[Start of Attachment]

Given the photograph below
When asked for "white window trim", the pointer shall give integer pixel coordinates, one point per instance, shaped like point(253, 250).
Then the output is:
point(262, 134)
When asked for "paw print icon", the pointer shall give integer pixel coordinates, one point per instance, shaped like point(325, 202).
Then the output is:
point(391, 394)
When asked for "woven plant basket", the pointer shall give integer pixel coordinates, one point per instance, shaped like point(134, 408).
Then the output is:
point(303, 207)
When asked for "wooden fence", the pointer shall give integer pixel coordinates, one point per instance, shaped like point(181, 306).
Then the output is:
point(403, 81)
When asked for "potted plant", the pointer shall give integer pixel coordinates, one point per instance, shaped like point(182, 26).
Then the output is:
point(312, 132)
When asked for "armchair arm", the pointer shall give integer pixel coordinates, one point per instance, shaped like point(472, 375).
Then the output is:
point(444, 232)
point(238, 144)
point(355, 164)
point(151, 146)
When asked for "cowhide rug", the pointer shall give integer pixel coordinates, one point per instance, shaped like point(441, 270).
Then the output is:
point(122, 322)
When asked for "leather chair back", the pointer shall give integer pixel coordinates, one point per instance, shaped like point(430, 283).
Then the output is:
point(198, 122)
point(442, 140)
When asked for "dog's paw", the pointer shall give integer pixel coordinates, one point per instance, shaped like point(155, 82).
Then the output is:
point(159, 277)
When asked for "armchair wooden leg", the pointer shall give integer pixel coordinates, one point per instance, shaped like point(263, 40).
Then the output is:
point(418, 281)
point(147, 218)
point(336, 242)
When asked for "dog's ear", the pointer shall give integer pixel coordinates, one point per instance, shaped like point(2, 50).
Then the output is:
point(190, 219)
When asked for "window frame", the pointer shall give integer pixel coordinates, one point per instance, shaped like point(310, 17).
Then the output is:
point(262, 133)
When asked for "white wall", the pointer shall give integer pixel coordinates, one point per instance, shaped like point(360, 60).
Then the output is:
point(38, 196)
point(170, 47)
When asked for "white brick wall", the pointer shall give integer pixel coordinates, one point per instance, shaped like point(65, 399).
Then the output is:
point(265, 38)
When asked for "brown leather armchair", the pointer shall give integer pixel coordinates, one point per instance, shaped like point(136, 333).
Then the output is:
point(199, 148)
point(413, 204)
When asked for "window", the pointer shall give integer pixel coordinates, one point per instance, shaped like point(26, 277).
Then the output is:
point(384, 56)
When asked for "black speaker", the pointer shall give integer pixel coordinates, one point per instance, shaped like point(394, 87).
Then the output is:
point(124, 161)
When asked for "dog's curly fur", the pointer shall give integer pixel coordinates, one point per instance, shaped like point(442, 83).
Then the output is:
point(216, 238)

[End of Attachment]

_Task goal_. Please copy the data above in its entirety, exactly as written.

_Answer space_.
Given the photograph below
When asked for "white window trim", the pointer shall give integer pixel coordinates, one point per instance, shaped like point(253, 250).
Then the output is:
point(262, 134)
When asked for "paw print icon", the pointer shall give integer pixel coordinates, one point per instance, shaped like point(325, 202).
Then the output is:
point(391, 394)
When asked for "woven plant basket", the pointer shall give integer pixel coordinates, one point per instance, shaped like point(134, 408).
Then the output is:
point(303, 207)
When asked for "wooden fence", the pointer shall give integer pixel coordinates, one point per instance, shaped like point(181, 306).
Then the output is:
point(403, 81)
When asked for "potted plant", the pointer shall give integer pixel coordinates, one point per instance, shaped like point(182, 26).
Then the output is:
point(312, 132)
When asked for "armchair arm", the pointer shall give integer pixel coordinates, one point per instance, shaped like point(472, 375).
Then the output is:
point(444, 232)
point(238, 144)
point(355, 164)
point(151, 146)
When asked for "cowhide rug", the pointer shall give integer pixel coordinates, one point per instance, shaped like point(441, 270).
Then the output is:
point(122, 322)
When asked for "leather chair back", the pointer shall give integer pixel coordinates, one point per instance, shaped like point(430, 283).
Then the output is:
point(198, 122)
point(442, 140)
When asked for "dog's paw", the pointer shall give integer pixel coordinates, one point per instance, shaped like point(155, 82).
Then the output is:
point(159, 277)
When asked for "armchair wooden leg", the pointer shall give integer pixel coordinates, one point per instance, shaped like point(263, 40).
Then the output is:
point(418, 281)
point(147, 218)
point(336, 242)
When asked for "dog's ear", the pointer shall give integer pixel coordinates, one point per instance, shaped like point(2, 50).
Then the output is:
point(190, 219)
When asked for "window frame", the pointer shall give integer pixel coordinates, one point per instance, shaped like point(310, 17).
Then the output is:
point(262, 133)
When asked for "white wall", the pointer shall give integer pixel coordinates, one point per instance, shaped like point(360, 60).
Then the output is:
point(38, 196)
point(170, 47)
When asked for "white brick wall", the pointer shall give integer pixel coordinates, one point per instance, shaped like point(65, 399).
Then the output is:
point(265, 38)
When asked for "brown leather armchair", the pointer shall give integer pixel coordinates, one point per instance, shaped like point(136, 333).
Then the output is:
point(199, 148)
point(413, 204)
When asked for "window", the pointer shall give integer pixel coordinates, one point per instance, shaped like point(26, 277).
Then the output is:
point(384, 56)
When asked for "black speaker", the pointer shall give integer pixel coordinates, one point per instance, shaped like point(394, 87).
Then the output is:
point(124, 161)
When asked for "dog's curly fur", the pointer shall give integer pixel coordinates, one point per instance, shaped like point(442, 83).
Then the output is:
point(216, 238)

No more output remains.